§ Available records:
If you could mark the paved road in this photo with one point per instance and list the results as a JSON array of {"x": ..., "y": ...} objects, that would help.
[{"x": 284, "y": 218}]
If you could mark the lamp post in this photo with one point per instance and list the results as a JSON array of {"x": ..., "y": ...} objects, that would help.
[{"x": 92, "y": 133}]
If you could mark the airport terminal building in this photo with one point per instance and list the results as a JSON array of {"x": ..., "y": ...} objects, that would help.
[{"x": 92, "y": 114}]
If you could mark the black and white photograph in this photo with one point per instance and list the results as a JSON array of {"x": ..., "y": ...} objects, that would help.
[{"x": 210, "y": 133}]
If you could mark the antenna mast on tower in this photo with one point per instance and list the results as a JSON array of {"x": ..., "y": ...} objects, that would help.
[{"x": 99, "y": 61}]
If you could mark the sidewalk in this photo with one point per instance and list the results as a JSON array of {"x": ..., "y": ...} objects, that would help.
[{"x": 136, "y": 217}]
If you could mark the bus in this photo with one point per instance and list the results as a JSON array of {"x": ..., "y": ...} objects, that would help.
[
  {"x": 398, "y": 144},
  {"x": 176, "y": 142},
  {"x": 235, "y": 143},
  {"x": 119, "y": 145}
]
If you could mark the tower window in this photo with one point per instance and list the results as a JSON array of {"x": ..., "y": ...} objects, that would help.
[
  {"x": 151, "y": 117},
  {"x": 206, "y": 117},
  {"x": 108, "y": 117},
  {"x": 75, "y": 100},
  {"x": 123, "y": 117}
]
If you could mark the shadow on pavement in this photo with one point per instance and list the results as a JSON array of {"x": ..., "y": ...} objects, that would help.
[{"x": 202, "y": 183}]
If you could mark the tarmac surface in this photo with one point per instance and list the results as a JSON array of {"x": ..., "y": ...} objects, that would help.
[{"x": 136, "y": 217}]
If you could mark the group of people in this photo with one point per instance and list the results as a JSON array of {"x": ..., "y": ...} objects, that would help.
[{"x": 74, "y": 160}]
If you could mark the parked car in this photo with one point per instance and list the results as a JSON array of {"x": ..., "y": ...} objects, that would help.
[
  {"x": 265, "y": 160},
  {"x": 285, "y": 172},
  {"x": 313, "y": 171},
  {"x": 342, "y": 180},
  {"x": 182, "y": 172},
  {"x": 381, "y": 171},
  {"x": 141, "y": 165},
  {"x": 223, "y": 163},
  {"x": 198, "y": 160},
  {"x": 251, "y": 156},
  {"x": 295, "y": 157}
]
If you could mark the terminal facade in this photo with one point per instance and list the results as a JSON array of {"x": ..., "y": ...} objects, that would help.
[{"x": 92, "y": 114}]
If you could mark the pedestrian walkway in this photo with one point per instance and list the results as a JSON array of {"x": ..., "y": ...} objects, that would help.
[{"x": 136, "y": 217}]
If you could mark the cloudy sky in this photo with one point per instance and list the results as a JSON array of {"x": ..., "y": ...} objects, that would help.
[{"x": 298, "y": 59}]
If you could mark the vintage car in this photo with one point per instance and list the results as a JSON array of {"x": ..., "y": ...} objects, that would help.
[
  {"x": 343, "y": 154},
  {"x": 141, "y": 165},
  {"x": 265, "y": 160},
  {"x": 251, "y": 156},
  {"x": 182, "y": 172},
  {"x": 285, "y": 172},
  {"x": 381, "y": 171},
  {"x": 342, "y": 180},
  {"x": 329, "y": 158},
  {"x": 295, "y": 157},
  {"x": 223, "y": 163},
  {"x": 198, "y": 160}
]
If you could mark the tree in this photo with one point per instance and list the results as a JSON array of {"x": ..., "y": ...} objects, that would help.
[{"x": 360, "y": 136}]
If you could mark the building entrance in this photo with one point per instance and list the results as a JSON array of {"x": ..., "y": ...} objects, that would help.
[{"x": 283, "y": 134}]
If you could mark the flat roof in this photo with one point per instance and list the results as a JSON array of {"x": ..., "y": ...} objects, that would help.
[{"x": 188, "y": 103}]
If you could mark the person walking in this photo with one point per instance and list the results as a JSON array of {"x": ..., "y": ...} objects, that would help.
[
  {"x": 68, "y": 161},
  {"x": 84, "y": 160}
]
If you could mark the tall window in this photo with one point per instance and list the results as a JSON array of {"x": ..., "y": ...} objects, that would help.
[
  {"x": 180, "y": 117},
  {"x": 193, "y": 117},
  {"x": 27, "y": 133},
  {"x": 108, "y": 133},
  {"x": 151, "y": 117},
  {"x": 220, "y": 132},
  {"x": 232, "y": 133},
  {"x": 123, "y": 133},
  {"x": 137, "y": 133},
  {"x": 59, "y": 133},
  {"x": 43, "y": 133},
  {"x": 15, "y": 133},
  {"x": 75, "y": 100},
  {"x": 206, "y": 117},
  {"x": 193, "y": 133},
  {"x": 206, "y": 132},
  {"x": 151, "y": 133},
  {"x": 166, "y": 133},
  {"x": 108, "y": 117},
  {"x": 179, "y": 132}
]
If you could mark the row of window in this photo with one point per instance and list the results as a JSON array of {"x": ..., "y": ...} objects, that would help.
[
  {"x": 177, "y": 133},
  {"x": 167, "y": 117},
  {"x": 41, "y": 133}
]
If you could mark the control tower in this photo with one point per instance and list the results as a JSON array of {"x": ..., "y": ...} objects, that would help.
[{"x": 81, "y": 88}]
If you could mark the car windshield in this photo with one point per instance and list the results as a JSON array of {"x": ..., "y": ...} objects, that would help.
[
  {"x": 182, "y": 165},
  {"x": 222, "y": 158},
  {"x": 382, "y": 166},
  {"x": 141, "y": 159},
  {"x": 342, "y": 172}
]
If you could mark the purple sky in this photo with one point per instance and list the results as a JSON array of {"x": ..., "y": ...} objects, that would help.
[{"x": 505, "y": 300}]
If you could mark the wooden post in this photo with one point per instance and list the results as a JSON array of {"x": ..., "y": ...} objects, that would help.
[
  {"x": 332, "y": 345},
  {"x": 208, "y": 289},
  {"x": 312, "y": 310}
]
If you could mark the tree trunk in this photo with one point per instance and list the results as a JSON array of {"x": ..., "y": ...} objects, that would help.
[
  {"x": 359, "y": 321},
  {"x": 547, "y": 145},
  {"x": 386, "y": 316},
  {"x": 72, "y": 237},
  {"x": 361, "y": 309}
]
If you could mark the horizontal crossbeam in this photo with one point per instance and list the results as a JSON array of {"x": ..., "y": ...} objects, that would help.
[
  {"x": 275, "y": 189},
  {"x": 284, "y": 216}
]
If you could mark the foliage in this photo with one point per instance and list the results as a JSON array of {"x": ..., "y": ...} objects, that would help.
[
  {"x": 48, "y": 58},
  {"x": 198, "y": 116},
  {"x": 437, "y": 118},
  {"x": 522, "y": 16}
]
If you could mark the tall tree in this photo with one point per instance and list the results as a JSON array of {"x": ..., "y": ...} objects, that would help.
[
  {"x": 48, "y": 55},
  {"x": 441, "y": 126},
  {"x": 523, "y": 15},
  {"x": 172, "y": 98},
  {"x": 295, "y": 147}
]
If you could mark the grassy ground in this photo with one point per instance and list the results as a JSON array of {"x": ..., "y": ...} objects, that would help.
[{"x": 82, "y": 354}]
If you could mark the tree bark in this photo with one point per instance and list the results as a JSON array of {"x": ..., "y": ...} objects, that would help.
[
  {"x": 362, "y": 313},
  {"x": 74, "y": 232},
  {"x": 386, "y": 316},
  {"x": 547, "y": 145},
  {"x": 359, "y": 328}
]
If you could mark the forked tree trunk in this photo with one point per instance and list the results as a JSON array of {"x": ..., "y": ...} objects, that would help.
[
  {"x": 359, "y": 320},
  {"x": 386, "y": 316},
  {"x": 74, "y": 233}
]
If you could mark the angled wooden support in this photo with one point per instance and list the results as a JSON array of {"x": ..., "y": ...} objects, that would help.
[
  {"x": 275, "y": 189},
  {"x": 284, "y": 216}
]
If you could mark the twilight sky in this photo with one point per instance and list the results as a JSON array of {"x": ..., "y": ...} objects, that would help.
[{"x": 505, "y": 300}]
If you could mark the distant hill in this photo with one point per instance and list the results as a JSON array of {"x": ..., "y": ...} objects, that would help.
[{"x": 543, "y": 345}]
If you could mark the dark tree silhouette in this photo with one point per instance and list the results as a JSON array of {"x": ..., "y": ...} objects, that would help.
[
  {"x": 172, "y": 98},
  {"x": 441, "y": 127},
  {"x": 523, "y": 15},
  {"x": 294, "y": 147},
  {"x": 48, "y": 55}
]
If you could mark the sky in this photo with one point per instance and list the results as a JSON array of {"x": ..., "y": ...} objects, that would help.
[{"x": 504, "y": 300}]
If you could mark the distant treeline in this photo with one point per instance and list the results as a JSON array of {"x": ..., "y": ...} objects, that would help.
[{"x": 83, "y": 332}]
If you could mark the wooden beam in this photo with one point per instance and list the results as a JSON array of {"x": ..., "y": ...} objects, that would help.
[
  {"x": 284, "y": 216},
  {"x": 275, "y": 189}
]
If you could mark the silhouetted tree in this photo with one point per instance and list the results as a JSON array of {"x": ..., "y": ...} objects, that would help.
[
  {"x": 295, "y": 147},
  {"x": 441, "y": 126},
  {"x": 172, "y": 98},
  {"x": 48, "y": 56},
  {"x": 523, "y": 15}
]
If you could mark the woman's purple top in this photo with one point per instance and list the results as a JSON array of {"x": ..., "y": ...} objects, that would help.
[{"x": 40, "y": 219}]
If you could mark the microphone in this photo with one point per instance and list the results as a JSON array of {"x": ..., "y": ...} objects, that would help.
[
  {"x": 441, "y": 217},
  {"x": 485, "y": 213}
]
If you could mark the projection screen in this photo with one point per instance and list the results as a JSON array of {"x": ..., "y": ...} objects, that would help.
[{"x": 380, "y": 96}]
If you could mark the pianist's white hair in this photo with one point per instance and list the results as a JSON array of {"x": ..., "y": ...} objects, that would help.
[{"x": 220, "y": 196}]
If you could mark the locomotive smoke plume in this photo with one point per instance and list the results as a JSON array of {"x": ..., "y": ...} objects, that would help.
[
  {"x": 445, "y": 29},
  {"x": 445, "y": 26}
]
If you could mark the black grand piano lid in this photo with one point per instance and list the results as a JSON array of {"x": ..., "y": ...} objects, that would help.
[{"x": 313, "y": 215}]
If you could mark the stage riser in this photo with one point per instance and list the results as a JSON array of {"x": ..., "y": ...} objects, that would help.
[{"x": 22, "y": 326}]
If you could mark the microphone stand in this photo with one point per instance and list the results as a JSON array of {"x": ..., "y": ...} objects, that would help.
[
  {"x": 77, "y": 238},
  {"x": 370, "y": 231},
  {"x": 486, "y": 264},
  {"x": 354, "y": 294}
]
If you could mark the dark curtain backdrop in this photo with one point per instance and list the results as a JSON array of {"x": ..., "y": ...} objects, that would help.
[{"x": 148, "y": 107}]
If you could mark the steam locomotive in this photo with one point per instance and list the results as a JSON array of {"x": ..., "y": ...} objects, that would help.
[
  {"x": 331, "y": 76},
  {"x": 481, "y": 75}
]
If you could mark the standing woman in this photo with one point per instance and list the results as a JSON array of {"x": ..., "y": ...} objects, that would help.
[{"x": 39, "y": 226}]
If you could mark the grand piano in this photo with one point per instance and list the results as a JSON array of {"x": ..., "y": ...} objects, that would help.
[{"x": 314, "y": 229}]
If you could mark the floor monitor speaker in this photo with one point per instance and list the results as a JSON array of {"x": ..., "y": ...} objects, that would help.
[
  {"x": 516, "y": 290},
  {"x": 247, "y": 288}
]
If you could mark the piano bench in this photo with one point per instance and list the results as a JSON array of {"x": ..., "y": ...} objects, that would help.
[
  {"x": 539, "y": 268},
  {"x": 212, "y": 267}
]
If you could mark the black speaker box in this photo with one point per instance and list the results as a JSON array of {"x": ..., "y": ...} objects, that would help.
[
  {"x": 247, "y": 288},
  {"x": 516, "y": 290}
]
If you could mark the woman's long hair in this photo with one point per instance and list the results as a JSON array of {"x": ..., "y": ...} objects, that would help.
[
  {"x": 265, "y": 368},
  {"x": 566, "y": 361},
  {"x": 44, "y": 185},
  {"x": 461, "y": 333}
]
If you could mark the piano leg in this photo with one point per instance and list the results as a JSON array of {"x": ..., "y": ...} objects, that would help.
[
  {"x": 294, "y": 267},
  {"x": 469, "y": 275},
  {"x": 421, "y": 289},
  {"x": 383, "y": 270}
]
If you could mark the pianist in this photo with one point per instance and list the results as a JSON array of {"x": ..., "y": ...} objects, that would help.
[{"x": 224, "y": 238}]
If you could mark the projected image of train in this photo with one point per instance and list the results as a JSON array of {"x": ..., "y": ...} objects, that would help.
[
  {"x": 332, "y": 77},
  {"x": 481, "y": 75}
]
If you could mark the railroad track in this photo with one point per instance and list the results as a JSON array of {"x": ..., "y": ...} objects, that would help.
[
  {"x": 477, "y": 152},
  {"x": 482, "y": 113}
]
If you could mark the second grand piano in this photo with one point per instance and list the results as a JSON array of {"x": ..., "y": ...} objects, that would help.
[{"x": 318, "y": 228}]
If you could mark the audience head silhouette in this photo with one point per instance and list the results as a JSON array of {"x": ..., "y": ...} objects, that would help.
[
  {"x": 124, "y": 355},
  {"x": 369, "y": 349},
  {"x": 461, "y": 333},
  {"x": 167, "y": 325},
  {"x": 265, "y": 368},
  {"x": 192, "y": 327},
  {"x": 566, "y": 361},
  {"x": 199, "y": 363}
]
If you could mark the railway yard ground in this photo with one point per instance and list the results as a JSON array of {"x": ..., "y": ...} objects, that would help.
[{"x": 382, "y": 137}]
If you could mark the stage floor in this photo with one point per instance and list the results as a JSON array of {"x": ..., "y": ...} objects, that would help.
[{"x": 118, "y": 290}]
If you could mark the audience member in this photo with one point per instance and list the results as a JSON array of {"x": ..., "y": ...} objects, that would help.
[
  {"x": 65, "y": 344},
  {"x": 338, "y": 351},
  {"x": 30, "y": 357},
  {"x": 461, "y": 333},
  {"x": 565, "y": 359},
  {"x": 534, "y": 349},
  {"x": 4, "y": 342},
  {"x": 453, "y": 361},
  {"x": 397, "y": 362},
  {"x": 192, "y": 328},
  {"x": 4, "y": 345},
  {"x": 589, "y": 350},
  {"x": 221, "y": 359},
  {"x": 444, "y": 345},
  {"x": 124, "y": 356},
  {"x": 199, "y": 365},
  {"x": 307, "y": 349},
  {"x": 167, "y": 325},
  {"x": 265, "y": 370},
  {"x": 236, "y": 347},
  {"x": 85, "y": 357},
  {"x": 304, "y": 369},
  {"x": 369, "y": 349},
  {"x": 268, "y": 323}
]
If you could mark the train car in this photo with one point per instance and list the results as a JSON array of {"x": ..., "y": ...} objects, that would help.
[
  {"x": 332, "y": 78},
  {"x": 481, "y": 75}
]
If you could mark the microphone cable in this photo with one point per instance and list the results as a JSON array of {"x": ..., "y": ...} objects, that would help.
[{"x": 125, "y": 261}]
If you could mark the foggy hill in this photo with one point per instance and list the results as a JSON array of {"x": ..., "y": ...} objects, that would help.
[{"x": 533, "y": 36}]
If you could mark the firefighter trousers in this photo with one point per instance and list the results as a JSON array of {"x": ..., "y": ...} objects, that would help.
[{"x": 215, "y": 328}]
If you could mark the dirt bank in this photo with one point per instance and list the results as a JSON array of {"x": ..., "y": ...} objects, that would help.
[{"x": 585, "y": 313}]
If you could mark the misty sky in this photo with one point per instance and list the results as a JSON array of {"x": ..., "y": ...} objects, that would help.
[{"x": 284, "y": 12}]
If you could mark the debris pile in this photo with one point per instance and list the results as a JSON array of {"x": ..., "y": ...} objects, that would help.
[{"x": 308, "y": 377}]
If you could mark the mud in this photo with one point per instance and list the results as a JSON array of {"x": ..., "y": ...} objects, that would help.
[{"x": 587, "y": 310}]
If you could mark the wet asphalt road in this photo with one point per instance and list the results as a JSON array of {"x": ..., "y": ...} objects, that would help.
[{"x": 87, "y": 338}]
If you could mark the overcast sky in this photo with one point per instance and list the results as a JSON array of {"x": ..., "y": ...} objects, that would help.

§ What you should do:
Send back exactly the lines from the line with "If you could mark the mud" through the end of the records.

§ Task output:
If you could mark the mud in this photo with one point per instance and list the results as a JSON array of {"x": ..., "y": ...} objects, that would help.
[{"x": 587, "y": 310}]
If you could mark the wet asphalt road in this photo with one point per instance and list the results as a JSON array of {"x": ..., "y": ...} objects, that would help.
[{"x": 87, "y": 338}]
If you could mark the overcast sky in this photo with one point per instance and list the results as a JSON array of {"x": ..., "y": ...} objects, that would help.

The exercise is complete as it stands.